PROBLEM TO WORK ON: Reproduce every line of the material from the line containing "Phrase: shelf decor item" through the end of the material. Adjust each point coordinate by -24 and leave all other lines unchanged.

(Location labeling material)
-.-.-
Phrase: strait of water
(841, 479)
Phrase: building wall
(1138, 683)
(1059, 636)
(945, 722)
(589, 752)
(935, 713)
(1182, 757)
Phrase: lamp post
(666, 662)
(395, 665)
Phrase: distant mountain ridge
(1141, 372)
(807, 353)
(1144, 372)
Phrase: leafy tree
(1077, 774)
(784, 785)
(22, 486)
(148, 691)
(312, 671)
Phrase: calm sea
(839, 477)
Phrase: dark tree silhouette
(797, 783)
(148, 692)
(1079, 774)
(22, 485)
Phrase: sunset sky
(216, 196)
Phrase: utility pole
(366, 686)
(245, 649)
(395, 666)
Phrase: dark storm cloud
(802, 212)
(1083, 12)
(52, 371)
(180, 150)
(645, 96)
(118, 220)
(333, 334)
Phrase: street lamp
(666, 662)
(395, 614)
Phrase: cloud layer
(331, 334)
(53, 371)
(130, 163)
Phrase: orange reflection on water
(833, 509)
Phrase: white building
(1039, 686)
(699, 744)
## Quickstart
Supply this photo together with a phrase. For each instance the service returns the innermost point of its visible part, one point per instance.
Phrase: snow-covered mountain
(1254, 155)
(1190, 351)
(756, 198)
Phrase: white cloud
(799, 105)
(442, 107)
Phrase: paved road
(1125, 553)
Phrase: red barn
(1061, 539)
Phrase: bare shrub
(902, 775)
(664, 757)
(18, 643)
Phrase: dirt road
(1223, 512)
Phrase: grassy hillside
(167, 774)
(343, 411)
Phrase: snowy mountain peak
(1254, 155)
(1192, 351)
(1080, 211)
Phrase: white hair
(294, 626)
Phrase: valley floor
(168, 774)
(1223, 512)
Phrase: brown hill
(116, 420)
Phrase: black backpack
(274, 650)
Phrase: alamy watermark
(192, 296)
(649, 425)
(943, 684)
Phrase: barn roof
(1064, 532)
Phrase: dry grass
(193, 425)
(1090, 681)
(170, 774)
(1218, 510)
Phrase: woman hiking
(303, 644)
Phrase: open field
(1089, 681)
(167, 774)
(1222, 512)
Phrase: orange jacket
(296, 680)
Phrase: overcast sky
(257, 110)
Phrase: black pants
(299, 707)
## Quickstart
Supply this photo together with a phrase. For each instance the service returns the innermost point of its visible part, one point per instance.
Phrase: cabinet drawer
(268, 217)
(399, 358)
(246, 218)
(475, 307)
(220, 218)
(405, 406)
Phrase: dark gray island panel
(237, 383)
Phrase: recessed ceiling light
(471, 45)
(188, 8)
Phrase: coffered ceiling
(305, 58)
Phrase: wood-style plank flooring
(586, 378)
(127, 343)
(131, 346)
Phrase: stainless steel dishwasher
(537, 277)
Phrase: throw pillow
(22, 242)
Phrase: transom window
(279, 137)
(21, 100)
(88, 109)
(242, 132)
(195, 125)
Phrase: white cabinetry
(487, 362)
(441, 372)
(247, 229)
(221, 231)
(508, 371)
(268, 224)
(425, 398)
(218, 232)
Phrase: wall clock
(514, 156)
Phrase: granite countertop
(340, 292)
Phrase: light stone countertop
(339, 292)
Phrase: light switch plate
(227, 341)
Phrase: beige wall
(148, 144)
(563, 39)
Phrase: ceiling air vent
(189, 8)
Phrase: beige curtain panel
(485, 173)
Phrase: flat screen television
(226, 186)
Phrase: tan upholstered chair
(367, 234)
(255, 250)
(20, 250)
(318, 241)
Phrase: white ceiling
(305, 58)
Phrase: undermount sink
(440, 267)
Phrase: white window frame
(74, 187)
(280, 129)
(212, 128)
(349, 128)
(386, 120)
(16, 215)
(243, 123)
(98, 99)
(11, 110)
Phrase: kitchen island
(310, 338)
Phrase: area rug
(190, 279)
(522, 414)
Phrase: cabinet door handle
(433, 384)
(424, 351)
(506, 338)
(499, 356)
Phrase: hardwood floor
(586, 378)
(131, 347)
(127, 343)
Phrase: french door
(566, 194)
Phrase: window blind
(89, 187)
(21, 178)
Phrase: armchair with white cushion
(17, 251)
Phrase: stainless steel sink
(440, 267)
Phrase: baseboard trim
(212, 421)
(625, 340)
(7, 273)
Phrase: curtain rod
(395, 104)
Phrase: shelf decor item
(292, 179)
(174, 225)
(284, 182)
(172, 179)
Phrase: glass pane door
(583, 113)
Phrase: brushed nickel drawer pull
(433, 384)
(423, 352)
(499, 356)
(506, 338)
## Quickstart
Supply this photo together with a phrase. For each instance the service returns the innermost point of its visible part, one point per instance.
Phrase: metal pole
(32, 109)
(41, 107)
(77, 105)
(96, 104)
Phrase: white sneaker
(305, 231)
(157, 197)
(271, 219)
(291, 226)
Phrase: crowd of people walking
-.-.-
FINAL RESULT:
Phrase: shelf decor item
(268, 155)
(150, 201)
(260, 158)
(148, 155)
Phrase: glass pane door
(559, 89)
Phrase: brushed nickel drawer pull
(409, 360)
(399, 328)
(475, 332)
(482, 314)
## Quickstart
Supply this photo together with a phrase. For each instance the service returns the innermost point of its visible part, one point per instance.
Phrase: metal pole
(8, 85)
(17, 83)
(53, 81)
(72, 80)
Phrase: white sneaker
(281, 207)
(133, 173)
(247, 195)
(267, 202)
Phrase: crowd of people walking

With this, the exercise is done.